## EXERCISE DESCRIPTION
Print each record below character for character.

[Stored data entries]
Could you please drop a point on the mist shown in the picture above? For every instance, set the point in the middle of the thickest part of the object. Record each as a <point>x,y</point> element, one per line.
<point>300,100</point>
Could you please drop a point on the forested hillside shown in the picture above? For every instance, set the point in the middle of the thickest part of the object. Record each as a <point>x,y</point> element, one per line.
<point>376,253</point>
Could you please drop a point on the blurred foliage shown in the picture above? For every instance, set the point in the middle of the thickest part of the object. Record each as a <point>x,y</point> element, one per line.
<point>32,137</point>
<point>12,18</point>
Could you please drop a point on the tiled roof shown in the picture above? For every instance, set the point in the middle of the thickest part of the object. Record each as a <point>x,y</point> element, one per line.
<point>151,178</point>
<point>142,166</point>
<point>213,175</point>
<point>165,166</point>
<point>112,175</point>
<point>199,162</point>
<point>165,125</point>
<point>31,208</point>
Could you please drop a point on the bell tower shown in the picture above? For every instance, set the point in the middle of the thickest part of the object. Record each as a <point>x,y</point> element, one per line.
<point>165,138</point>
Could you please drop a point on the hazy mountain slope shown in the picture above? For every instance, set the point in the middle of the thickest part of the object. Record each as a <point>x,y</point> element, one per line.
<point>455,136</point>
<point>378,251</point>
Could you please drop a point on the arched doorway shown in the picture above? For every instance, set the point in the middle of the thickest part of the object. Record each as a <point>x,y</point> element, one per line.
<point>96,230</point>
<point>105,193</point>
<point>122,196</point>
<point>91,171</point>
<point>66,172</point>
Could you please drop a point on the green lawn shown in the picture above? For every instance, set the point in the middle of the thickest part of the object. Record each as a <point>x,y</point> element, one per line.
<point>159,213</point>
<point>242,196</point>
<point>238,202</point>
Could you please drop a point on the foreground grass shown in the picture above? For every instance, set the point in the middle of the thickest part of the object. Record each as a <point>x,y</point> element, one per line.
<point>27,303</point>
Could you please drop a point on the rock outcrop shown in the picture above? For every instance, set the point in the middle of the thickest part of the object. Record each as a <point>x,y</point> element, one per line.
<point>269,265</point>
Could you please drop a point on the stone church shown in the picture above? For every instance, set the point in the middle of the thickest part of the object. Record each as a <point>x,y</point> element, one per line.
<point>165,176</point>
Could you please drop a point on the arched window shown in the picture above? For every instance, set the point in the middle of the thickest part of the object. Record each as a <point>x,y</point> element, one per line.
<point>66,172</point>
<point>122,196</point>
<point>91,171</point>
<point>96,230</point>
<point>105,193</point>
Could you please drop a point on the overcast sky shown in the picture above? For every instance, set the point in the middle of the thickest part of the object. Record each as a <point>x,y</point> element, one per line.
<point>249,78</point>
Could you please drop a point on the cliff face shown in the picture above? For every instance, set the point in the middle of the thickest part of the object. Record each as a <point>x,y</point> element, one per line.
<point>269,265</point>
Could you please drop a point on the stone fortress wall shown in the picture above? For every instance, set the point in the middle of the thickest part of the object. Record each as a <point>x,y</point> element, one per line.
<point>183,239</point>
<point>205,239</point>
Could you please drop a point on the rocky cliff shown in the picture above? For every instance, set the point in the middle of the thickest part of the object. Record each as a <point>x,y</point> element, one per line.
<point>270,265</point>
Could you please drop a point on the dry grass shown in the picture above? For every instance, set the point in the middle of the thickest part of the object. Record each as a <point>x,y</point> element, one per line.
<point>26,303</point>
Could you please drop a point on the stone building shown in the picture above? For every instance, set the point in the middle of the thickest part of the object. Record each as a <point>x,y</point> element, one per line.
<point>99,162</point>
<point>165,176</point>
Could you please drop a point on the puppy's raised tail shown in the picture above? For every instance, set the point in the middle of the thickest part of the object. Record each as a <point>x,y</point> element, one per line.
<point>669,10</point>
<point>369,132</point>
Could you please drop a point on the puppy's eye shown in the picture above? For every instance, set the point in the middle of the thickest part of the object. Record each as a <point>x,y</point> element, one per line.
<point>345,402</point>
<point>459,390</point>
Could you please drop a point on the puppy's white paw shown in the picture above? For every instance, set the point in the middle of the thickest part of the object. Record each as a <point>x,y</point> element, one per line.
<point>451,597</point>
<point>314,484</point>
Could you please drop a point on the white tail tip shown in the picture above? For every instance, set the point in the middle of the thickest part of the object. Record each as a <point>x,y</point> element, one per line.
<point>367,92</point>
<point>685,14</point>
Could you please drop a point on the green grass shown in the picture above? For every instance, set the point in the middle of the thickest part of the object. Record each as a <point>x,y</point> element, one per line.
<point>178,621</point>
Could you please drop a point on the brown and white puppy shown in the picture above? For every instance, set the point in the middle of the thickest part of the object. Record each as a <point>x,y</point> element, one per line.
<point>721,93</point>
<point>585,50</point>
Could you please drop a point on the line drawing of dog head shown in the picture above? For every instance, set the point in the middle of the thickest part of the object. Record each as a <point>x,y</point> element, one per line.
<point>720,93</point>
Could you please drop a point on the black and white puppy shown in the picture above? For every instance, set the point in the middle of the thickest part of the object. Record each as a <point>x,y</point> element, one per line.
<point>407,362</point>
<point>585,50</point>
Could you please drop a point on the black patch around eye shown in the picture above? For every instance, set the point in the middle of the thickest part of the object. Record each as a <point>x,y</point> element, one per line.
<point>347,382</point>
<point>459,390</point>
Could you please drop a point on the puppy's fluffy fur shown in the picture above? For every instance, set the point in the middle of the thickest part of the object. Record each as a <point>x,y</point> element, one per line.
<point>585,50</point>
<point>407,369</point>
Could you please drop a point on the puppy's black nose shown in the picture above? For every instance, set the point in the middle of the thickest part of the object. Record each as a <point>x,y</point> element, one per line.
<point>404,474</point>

## SOLUTION TO THIS PROBLEM
Could you please drop a point on the mist shown in the picture above? For every instance, set the point in the middle of the thickest part of the object. Record each as a <point>x,y</point> element, one per line.
<point>300,100</point>
Could you please drop a point on the forested hillside shown in the picture above? For every instance, set the point in the middle of the thickest part of the object. Record each as a <point>x,y</point> element, one per line.
<point>376,253</point>
Could you please drop a point on the blurred foliage shown in the picture above? For every instance, set the point in the middle of the thickest part of the object. Record each as a <point>x,y</point> element, one per line.
<point>32,137</point>
<point>12,18</point>
Could you please drop a point on the tiled roof shown in the picture above? For every instance, set the point in the middle of the thickest part of the object. Record each as a <point>x,y</point> element, one per line.
<point>151,178</point>
<point>142,166</point>
<point>213,175</point>
<point>165,166</point>
<point>112,175</point>
<point>199,162</point>
<point>165,125</point>
<point>31,208</point>
Could you please drop a point on the bell tower shown in the picture above? For every instance, set the point in the middle of the thickest part of the object. Record each as a <point>x,y</point> element, one per line.
<point>165,138</point>
Could you please drop a point on the hazy mountain slope shown in the picture above? For every instance, set the point in the middle of the thickest part of the object. Record each as a <point>x,y</point> element, one per line.
<point>455,136</point>
<point>378,251</point>
Could you please drop a point on the arched doorway shown in the picture above? For every instance, set the point in the middle of the thickest part of the object. Record each as a <point>x,y</point> element, one per line.
<point>96,230</point>
<point>105,193</point>
<point>122,196</point>
<point>91,171</point>
<point>66,172</point>
Could you please drop a point on the green lawn shown in the picture above? For every instance, set the point in the middle of the thickest part of the object. Record each as a <point>x,y</point> element, one per line.
<point>159,213</point>
<point>242,196</point>
<point>238,202</point>
Could you please drop a point on the foreground grass shown in the picture above? For every instance, set the point in the middle of the thickest part of the object. Record each as a <point>x,y</point> element, one per line.
<point>27,303</point>
Could you please drop a point on the rock outcrop shown in the picture above? For every instance, set the point in the middle of the thickest part of the object. Record each as a <point>x,y</point> element, one per line.
<point>269,265</point>
Could you please drop a point on the stone church shown in the picture above? For every instance, set the point in the middle of the thickest part of the object. Record each as a <point>x,y</point> element, one per line.
<point>165,176</point>
Could you please drop a point on the arched window shown in the picture above? For every instance, set the point in the middle of the thickest part of the object. Record each as a <point>x,y</point> element, one per line.
<point>66,172</point>
<point>122,196</point>
<point>91,171</point>
<point>96,230</point>
<point>105,193</point>
Could you please drop a point on the overcast sky shown in the picture above? For every instance, set the point in the middle of the thickest part of the object. Record each as a <point>x,y</point> element, one per line.
<point>249,78</point>
Could you please drop a point on the cliff face shown in the picture above? For every instance, set the point in the middle of the thickest part of the object. Record each as a <point>x,y</point> element, one per line.
<point>269,265</point>
Could you please drop a point on the stone fortress wall shown in the picture above? For every instance, set the point in the middle of the thickest part of the object. Record each as a <point>x,y</point> element, one per line.
<point>183,239</point>
<point>205,239</point>
Could you please drop a point on the rocky cliff shown in the picture above? For every instance, set the point in the middle of the thickest part of the object. Record each as a <point>x,y</point> element, one per line.
<point>270,265</point>
Could you please drop a point on the dry grass shown in the picture above? For every instance, set the point in the middle of the thickest part of the object. Record each as a <point>x,y</point> element, one per line.
<point>26,303</point>
Could you please drop a point on the stone building shown in the picture above? For every instance, set the point in the middle of the thickest part of the object. Record each as a <point>x,y</point> element, one per line.
<point>99,162</point>
<point>165,176</point>
Could you please drop a point on the puppy's raised tail shown in the picture above? For every instance, set the point in the middle of the thickest part of the object. Record each as a <point>x,y</point> element, one per line.
<point>669,10</point>
<point>369,132</point>
Could you please drop a point on the puppy's eye shown in the picture above? For every instance, set the point in the middle of the thickest part of the object. Record each as a <point>x,y</point> element, one per line.
<point>345,402</point>
<point>459,390</point>
Could you please drop a point on the puppy's white paw shown in the picture above? For every instance, set the point in the middle of the thickest part of the object. Record each as a <point>x,y</point> element, one per line.
<point>451,597</point>
<point>314,484</point>
Could you please drop a point on the white tail tip shown in the picture above? For every instance, set the point in the middle of the thickest part of the object. Record each as a <point>x,y</point> element, one per line.
<point>367,92</point>
<point>685,14</point>
Could you please drop a point on the green grass shown in the picture above? For every instance, set the point in the middle of the thickest part of the object. Record each as a <point>x,y</point> element, one per line.
<point>178,621</point>
Could you please drop a point on the brown and white puppy shown in the picture above? For every instance, set the point in the middle of the thickest part of the object. Record each as a <point>x,y</point> element, one per line.
<point>721,93</point>
<point>585,50</point>
Could you please drop a point on the line drawing of dog head shown in the picture above? For every instance, set the point in the middle of the thickest part of the object. Record each as a <point>x,y</point> element, one per line.
<point>720,93</point>
Could you please drop a point on the black and white puppy shown in the picture above? For every instance, set the point in the middle of the thickest part of the object. Record each as a <point>x,y</point> element, one per line.
<point>407,362</point>
<point>585,50</point>
Could you please drop a point on the black patch around eye shown in the picture above? For every instance, set the point in the middle of the thickest part of the object. Record each as a <point>x,y</point> element, one per line.
<point>347,382</point>
<point>459,390</point>
Could you please drop a point on the puppy's fluffy fur shown in the picture above? For every instance, set the point in the middle of the thickest part of the object. Record each as a <point>x,y</point> element, one per line.
<point>585,50</point>
<point>407,369</point>
Could you please drop a point on the puppy's black nose shown in the picture above? For every instance, set the point in the middle of the thickest part of the object. Record each as a <point>x,y</point> element, one per line.
<point>404,474</point>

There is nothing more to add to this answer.